-- Begin Supplied records --

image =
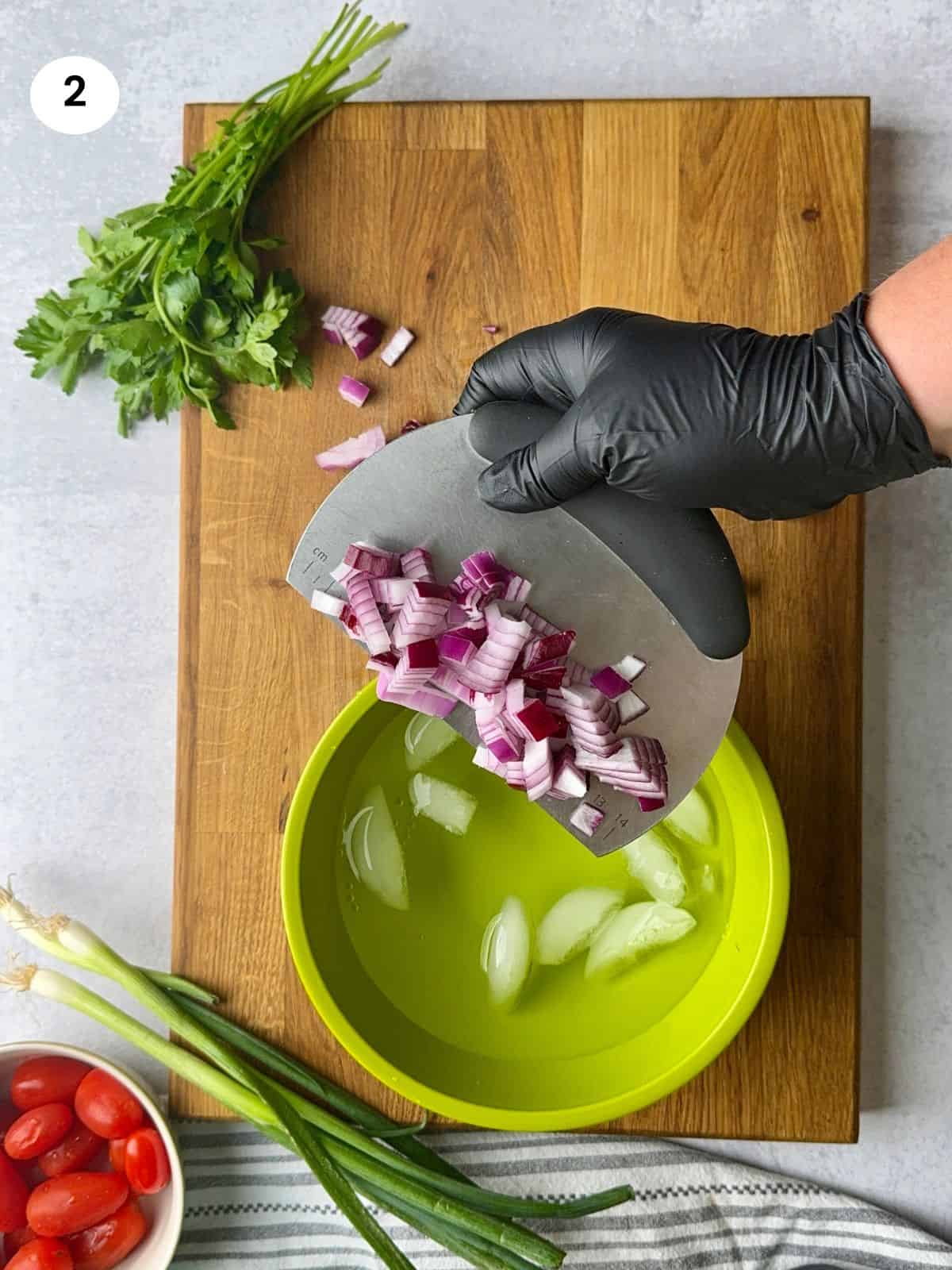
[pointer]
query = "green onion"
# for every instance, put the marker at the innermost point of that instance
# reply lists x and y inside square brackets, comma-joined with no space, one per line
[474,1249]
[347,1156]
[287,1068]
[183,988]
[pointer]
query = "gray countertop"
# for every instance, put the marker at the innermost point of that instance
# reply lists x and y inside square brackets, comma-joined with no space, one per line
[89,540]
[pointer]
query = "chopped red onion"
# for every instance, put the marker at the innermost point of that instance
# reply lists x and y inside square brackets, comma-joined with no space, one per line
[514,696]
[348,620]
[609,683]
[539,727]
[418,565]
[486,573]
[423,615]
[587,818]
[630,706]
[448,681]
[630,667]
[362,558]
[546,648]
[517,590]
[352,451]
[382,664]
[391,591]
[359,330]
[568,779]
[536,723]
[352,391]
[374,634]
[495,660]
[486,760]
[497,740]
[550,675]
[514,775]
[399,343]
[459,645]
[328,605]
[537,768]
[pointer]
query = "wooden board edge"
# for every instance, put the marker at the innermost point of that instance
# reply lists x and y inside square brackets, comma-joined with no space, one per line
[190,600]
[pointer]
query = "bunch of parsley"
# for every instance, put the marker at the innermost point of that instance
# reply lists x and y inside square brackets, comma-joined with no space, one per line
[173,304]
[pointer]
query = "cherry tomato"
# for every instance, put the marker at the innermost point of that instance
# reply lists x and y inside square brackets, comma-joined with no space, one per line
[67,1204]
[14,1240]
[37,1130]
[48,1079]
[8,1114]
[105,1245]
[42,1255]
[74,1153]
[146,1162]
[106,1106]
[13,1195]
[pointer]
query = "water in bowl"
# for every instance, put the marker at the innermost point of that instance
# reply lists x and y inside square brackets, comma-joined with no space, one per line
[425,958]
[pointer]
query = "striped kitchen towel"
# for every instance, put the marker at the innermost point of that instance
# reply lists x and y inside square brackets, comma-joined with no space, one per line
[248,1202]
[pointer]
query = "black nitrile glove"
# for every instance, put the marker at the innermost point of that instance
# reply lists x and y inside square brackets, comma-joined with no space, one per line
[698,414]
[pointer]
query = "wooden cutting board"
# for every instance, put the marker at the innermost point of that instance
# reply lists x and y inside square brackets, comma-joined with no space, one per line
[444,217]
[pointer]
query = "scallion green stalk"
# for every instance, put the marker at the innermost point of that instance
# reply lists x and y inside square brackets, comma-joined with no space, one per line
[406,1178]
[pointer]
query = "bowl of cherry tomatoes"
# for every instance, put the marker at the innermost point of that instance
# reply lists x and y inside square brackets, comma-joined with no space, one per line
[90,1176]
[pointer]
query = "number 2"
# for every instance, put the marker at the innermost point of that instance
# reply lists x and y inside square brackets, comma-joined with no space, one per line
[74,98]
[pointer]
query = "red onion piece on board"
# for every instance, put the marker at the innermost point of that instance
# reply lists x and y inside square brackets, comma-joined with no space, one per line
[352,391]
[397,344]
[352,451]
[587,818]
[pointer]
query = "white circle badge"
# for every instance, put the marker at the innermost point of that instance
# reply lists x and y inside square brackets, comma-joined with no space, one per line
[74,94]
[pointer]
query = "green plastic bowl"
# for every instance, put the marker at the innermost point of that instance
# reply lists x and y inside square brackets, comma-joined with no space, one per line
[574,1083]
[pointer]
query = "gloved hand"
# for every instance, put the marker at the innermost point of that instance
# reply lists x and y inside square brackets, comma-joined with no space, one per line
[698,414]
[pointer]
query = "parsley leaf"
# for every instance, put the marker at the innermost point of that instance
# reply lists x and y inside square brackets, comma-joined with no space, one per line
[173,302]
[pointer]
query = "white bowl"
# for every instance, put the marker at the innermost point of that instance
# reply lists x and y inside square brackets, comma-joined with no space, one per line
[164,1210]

-- End Supplied records --
-- Begin Supplied records --

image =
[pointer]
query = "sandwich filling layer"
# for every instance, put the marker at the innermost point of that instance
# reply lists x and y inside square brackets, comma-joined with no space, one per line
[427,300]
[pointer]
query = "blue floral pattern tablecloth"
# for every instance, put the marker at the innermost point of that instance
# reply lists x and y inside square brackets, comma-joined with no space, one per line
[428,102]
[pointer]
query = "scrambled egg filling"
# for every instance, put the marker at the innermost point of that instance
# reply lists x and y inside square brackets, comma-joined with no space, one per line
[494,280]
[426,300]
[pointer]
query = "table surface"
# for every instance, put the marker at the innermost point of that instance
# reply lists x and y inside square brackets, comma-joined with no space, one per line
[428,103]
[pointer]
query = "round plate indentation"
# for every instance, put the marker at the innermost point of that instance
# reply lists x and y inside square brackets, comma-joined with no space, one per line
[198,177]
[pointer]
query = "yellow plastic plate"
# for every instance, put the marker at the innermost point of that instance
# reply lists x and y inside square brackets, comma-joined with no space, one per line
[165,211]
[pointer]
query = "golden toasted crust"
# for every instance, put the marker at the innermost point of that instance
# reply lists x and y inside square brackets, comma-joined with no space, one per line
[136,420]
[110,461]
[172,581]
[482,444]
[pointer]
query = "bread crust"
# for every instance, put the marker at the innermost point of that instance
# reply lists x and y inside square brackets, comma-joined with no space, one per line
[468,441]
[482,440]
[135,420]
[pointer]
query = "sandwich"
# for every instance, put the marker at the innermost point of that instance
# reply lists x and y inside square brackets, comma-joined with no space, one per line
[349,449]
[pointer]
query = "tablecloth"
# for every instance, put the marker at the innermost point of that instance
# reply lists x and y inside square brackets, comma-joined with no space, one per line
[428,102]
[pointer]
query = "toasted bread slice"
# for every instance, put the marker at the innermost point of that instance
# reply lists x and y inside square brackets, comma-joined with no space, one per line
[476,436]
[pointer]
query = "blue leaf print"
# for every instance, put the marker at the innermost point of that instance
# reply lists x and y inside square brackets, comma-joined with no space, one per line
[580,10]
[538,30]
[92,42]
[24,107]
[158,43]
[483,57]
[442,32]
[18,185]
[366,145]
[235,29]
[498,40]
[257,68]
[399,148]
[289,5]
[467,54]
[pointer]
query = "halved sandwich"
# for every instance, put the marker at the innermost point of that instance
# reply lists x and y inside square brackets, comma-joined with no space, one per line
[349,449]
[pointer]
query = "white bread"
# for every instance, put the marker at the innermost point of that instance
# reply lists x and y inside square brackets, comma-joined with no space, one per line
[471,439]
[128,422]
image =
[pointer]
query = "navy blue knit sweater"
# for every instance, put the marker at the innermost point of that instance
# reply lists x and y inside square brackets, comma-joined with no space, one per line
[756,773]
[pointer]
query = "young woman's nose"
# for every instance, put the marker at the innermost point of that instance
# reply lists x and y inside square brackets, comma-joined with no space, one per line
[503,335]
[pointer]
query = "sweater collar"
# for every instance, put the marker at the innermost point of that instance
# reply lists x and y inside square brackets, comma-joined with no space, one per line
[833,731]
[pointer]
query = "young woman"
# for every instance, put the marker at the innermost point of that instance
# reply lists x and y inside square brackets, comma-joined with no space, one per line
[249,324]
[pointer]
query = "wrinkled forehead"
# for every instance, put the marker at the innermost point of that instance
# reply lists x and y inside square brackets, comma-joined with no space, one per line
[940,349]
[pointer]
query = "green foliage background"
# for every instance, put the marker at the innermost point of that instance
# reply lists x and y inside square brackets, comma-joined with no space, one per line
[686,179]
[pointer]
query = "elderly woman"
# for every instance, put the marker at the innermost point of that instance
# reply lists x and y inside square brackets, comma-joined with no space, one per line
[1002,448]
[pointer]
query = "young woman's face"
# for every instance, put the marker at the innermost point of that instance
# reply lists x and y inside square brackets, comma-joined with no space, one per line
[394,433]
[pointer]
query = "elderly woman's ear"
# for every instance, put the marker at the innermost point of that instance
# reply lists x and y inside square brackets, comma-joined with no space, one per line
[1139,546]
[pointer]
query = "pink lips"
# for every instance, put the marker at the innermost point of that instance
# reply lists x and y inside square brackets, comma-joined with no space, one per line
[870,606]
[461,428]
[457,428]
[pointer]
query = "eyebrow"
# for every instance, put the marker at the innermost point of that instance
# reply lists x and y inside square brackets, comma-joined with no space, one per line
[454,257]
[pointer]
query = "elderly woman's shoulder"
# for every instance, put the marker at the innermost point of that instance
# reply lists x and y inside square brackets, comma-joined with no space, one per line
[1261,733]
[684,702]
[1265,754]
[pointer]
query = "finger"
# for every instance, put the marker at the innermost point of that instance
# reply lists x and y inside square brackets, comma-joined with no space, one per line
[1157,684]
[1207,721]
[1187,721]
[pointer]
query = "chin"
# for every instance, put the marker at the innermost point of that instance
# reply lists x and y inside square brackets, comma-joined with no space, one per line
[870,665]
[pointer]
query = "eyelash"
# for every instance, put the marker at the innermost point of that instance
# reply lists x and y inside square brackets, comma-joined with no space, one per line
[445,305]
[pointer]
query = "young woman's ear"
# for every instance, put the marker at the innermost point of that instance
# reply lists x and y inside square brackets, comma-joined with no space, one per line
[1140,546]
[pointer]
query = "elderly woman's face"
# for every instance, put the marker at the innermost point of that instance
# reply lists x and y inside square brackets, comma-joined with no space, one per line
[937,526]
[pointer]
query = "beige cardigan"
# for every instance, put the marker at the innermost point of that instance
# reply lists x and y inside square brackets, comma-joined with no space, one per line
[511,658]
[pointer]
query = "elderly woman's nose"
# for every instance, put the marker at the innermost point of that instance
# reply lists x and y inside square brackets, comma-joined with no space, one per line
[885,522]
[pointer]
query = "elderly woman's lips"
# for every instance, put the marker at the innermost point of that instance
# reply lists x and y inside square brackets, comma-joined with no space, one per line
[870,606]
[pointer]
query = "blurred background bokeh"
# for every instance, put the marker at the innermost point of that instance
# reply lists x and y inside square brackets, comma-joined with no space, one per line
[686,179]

-- End Supplied records --

### Do this
Gather every line of the records that contains the word "bowl", and copy each one.

### Answer to the task
query = "water in bowl"
query = "bowl of cherry tomatoes"
query = "green plastic bowl"
query = "white bowl"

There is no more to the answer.